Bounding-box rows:
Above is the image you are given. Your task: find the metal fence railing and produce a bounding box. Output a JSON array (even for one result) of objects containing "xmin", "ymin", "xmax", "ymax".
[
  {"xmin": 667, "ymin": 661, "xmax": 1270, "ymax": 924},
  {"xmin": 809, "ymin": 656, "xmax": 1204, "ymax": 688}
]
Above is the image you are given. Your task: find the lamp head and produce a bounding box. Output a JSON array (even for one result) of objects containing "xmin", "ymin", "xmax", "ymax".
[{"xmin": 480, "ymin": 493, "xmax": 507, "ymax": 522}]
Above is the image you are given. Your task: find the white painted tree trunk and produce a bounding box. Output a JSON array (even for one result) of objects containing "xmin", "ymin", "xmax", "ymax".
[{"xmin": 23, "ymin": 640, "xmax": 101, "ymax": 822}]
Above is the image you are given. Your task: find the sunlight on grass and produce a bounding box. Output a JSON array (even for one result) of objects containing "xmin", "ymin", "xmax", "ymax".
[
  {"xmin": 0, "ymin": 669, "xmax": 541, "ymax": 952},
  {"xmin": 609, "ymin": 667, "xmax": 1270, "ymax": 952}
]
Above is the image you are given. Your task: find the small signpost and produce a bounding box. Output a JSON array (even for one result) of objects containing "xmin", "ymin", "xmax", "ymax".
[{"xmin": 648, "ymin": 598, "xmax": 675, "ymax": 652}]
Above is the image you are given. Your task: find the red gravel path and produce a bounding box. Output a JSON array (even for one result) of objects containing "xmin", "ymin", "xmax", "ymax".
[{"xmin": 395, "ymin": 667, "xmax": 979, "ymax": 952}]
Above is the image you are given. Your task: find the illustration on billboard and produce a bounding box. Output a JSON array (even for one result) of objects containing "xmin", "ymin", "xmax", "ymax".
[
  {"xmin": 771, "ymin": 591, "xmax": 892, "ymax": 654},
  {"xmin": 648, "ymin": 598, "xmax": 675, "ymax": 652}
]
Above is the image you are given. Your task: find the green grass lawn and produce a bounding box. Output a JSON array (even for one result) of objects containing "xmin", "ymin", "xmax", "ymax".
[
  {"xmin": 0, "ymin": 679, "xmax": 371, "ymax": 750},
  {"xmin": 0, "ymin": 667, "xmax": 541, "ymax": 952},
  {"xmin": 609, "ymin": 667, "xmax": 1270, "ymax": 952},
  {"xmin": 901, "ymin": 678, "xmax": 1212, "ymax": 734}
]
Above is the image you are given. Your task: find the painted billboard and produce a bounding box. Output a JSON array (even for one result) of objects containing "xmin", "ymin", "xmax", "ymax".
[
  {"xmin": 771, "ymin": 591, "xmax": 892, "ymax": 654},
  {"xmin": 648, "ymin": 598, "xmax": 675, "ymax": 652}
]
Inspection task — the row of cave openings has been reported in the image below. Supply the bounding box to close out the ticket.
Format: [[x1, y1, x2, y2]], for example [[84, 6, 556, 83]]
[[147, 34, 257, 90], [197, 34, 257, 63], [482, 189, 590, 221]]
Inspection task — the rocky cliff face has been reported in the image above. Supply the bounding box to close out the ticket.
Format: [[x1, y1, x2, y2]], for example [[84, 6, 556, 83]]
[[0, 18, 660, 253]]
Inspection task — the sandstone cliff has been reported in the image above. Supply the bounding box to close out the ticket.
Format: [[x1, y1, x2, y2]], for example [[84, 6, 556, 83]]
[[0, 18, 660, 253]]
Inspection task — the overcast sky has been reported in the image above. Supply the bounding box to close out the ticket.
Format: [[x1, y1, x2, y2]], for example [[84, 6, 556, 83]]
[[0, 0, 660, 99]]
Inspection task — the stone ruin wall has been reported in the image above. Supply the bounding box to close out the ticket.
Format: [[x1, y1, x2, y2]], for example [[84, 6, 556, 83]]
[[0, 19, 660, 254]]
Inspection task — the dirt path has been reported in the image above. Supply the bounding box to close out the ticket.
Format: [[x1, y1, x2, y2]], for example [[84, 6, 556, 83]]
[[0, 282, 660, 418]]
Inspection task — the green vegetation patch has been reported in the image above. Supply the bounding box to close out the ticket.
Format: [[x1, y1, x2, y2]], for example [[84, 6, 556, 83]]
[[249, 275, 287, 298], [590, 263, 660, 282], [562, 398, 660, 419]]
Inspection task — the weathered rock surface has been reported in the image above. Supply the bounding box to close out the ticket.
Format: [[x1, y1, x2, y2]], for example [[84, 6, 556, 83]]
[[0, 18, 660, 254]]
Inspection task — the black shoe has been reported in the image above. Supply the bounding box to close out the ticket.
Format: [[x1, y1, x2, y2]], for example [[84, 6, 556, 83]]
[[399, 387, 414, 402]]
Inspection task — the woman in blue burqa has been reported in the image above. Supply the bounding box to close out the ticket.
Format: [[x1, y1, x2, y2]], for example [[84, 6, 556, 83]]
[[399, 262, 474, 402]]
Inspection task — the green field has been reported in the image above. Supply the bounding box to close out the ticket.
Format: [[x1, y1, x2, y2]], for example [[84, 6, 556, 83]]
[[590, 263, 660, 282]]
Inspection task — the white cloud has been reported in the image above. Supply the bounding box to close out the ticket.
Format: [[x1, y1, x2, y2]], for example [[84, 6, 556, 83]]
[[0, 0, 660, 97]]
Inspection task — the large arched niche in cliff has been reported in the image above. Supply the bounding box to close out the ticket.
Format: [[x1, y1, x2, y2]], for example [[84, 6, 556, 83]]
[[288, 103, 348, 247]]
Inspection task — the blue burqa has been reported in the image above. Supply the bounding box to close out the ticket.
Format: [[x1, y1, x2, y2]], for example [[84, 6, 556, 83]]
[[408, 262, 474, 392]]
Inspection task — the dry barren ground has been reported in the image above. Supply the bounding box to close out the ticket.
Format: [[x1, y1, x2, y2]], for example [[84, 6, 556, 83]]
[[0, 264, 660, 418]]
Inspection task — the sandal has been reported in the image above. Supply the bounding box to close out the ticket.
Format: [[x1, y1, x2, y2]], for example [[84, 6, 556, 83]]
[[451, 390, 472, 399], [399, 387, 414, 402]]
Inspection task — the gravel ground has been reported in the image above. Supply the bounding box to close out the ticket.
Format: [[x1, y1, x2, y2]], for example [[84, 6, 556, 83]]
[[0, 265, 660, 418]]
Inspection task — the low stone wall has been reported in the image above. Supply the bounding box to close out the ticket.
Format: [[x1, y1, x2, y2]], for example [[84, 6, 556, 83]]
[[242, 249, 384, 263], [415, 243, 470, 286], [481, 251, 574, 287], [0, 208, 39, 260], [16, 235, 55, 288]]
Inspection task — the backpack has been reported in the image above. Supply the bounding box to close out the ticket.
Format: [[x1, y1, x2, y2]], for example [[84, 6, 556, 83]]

### STATED GOAL
Copy every one of these rows without any changes.

### FINAL ANSWER
Above is the image you are given. Your task: find the metal fence railing and produce a bounding box. Output a JSON array (even for one result) of objects containing "xmin", "ymin", "xmax", "ymax".
[
  {"xmin": 667, "ymin": 661, "xmax": 1270, "ymax": 924},
  {"xmin": 809, "ymin": 656, "xmax": 1204, "ymax": 688}
]
Above is the image you are given. Your task: find the lamp head and produce a bounding box. Output a JSON array (even for one result) of objects containing "xmin", "ymin", "xmax", "ymax".
[{"xmin": 480, "ymin": 493, "xmax": 507, "ymax": 522}]
Above is the image you are given. Your task: find the white painted tree trunk and produce a bounding box. Output a JSON array (even for one result) of objects containing "xmin", "ymin", "xmax", "ymax".
[{"xmin": 23, "ymin": 640, "xmax": 101, "ymax": 822}]
Above is the image you are given. Your task: find the sunlight on grass and produce a bounding box. Output a JSON array (even for one result) of objects containing "xmin", "ymin", "xmax", "ymax".
[
  {"xmin": 0, "ymin": 669, "xmax": 541, "ymax": 952},
  {"xmin": 609, "ymin": 667, "xmax": 1270, "ymax": 952}
]
Above is the image you are given. Your task: find the small signpost and produce a bounding box. Output a JSON array (even for one result) of objects containing "xmin", "ymin", "xmax", "ymax".
[{"xmin": 648, "ymin": 598, "xmax": 675, "ymax": 652}]
Above is the image you are given. Your task: find the red gravel path and produce a bounding box. Output a JSON array (even for one result) of objects containing "xmin", "ymin", "xmax", "ymax".
[{"xmin": 395, "ymin": 667, "xmax": 979, "ymax": 952}]
Above is the image you are given. Your task: find the illustration on billboard and produce a bounding box. Output a JSON array (even for one result) of objects containing "xmin", "ymin", "xmax", "ymax".
[
  {"xmin": 771, "ymin": 591, "xmax": 892, "ymax": 654},
  {"xmin": 648, "ymin": 598, "xmax": 675, "ymax": 652}
]
Above is the image you are given. Your task: find the green grass lawn and produce a bounding box. Output a JSON array (even for one result) of objects containing "xmin", "ymin", "xmax", "ymax".
[
  {"xmin": 0, "ymin": 679, "xmax": 371, "ymax": 750},
  {"xmin": 0, "ymin": 667, "xmax": 541, "ymax": 952},
  {"xmin": 609, "ymin": 667, "xmax": 1270, "ymax": 952},
  {"xmin": 901, "ymin": 678, "xmax": 1212, "ymax": 734}
]
Above is the image you are given. Your task: find the painted billboard and produce a bounding box. Output a JSON array (even for one result) of objects containing "xmin", "ymin", "xmax", "ymax".
[
  {"xmin": 771, "ymin": 591, "xmax": 892, "ymax": 654},
  {"xmin": 648, "ymin": 598, "xmax": 675, "ymax": 652}
]
Inspection task — the row of cave openings has been reported in the image below. Supply the bounding box to close out the ticket.
Format: [[x1, y1, x2, y2]], for example [[84, 6, 556, 83]]
[[147, 34, 257, 90], [197, 34, 257, 63], [482, 189, 590, 221]]
Inspection task — the rocky cliff face has been reported in the image above. Supply the bounding box to close out the ticket.
Format: [[x1, y1, x2, y2]], for example [[84, 6, 556, 83]]
[[0, 18, 660, 253]]
Inspection task — the sandstone cliff has been reported in the image above. Supply the bounding box to close out the ticket.
Format: [[x1, y1, x2, y2]], for example [[84, 6, 556, 83]]
[[0, 18, 660, 253]]
Inspection task — the overcast sky has been reported in the image above. Supply the bounding box to close out the ticket.
Format: [[x1, y1, x2, y2]], for example [[84, 6, 556, 83]]
[[0, 0, 660, 99]]
Inspection task — the stone ruin wall has been reported in the image above. Supply the bounding box to close out the ticket.
Format: [[x1, y1, x2, y2]], for example [[84, 6, 556, 83]]
[[0, 19, 660, 254]]
Inspection task — the dirt path has been reported in the image above. Supply the bounding box to close out the ticket.
Format: [[x1, y1, x2, y2]], for example [[84, 6, 556, 83]]
[[0, 282, 660, 418]]
Inspection task — the green vegetation patch has been reported in the image above. Supply the bounding box to close out the ticket.
Format: [[x1, y1, x2, y2]], for example [[84, 6, 556, 83]]
[[249, 275, 287, 298], [590, 263, 660, 282], [562, 398, 660, 419]]
Inspection task — the weathered rock surface has been reported in the image above. Supply the bounding box to close out the ticket.
Format: [[x1, y1, x2, y2]], for example [[84, 6, 556, 83]]
[[0, 18, 660, 254]]
Inspection task — the black shoe has been reported in the image above. Supply the bounding box to close out the ticket.
Format: [[x1, y1, x2, y2]], for example [[84, 6, 556, 83]]
[[399, 387, 414, 402]]
Inspection task — the woman in blue burqa has been reported in the image above. Supply the bounding box to close out the ticket.
Format: [[x1, y1, x2, y2]], for example [[84, 6, 556, 83]]
[[399, 262, 474, 402]]
Inspection task — the green field has been reported in the image above. Supply the bounding box to close out the ticket.
Format: [[x1, y1, x2, y2]], for example [[84, 6, 556, 83]]
[[590, 263, 660, 282]]
Inspection task — the white cloud has been reported in the image above. Supply the bounding box to close out the ticket.
Format: [[x1, y1, x2, y2]], for example [[84, 6, 556, 83]]
[[0, 0, 660, 97]]
Inspection task — the large arched niche in cliff has been reported in the image above. Supply the bounding box to close out the ticket.
Format: [[x1, y1, x2, y2]], for example [[84, 6, 556, 83]]
[[288, 103, 348, 247]]
Inspection task — the blue burqa has been reported in the image above. Supply the bounding box to close out the ticket.
Format: [[x1, y1, x2, y2]], for example [[84, 6, 556, 83]]
[[408, 262, 474, 392]]
Inspection task — the dry barren ground has been reported in the image above. Supply the bounding box to close out the ticket.
Format: [[x1, y1, x2, y2]], for example [[84, 6, 556, 83]]
[[0, 264, 660, 418]]
Inspection task — the sandal has been reported in the image above. Supply the bounding box to close out the ticket.
Format: [[x1, y1, x2, y2]], for example [[84, 6, 556, 83]]
[[451, 390, 472, 399], [399, 387, 414, 402]]
Inspection task — the gravel ground has been reported in the image above. Supply the bounding box to close out the ticket.
Format: [[x1, y1, x2, y2]], for example [[84, 6, 556, 83]]
[[0, 265, 660, 418]]
Inspection task — the low stone wall has been reported in the image above. Supply the bounding box to close out the ticket.
Format: [[x1, y1, x2, y2]], for example [[84, 6, 556, 83]]
[[242, 249, 384, 263], [415, 243, 470, 286], [481, 251, 574, 287], [0, 208, 39, 260], [16, 235, 55, 288]]
Inspection task — the backpack has been reported in the image above. Supply the bounding box to close out the ticket.
Format: [[x1, y1, x2, y2]], for example [[84, 6, 556, 83]]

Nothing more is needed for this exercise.